[Entries from an annotation dataset]
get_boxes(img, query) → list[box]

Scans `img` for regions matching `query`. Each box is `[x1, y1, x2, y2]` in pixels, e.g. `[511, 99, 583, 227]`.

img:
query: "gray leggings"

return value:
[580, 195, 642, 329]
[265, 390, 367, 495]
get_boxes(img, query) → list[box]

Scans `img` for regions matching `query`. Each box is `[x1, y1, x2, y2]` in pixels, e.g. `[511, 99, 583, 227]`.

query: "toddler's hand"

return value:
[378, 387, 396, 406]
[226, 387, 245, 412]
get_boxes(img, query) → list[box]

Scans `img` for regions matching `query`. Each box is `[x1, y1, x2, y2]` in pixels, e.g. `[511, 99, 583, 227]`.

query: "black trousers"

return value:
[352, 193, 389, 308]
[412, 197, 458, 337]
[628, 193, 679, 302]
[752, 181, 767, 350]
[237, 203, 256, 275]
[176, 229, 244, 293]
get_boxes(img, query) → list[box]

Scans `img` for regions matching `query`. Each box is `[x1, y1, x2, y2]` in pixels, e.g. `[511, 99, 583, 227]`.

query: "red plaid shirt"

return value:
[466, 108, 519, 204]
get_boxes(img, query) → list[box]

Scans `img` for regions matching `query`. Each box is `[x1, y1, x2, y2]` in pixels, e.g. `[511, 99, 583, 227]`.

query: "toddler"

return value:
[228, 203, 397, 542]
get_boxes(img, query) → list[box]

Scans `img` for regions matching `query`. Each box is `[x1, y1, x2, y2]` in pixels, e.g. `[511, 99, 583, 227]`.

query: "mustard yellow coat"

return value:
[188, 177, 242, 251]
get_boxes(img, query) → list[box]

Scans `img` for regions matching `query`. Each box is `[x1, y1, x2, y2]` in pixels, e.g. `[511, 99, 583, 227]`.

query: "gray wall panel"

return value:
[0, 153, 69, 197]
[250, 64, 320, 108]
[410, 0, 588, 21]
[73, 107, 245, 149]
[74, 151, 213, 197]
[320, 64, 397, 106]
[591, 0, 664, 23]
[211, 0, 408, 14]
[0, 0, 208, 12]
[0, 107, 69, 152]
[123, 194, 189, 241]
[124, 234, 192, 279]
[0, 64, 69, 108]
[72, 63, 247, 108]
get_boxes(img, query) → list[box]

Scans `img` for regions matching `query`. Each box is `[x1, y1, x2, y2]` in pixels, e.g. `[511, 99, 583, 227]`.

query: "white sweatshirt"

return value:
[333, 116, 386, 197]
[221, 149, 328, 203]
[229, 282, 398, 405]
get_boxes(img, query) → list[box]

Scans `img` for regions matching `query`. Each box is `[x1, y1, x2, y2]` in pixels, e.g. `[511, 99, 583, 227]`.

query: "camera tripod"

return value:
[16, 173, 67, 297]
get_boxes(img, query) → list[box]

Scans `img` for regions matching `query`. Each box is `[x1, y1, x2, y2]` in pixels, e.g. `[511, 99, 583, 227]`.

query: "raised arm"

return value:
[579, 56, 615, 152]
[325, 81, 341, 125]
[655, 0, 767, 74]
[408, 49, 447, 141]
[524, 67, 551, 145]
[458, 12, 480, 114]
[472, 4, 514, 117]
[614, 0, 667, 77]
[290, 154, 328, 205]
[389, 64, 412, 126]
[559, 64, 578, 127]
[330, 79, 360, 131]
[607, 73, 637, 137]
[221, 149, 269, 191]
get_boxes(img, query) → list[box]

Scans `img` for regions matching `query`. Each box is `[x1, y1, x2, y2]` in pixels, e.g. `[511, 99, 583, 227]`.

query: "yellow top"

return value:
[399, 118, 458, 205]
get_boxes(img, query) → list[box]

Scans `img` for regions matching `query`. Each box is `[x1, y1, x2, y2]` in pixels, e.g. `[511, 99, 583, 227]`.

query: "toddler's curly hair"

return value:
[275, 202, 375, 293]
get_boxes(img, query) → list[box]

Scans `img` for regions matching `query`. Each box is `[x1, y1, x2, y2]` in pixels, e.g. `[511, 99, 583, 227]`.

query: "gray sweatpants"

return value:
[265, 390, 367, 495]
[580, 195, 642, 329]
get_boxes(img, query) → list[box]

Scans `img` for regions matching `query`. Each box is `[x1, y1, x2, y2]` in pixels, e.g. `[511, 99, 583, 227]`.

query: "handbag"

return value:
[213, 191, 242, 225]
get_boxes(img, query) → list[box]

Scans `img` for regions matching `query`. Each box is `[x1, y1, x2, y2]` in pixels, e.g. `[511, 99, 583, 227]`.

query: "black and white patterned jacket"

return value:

[WHAT YOU NEED TO DO] Pick out each line in the records that contains the word "gray" and copy those lines.

[EXPECTED ANSWER]
query: "gray leggings"
query: "gray wall panel"
query: "gray sweatpants"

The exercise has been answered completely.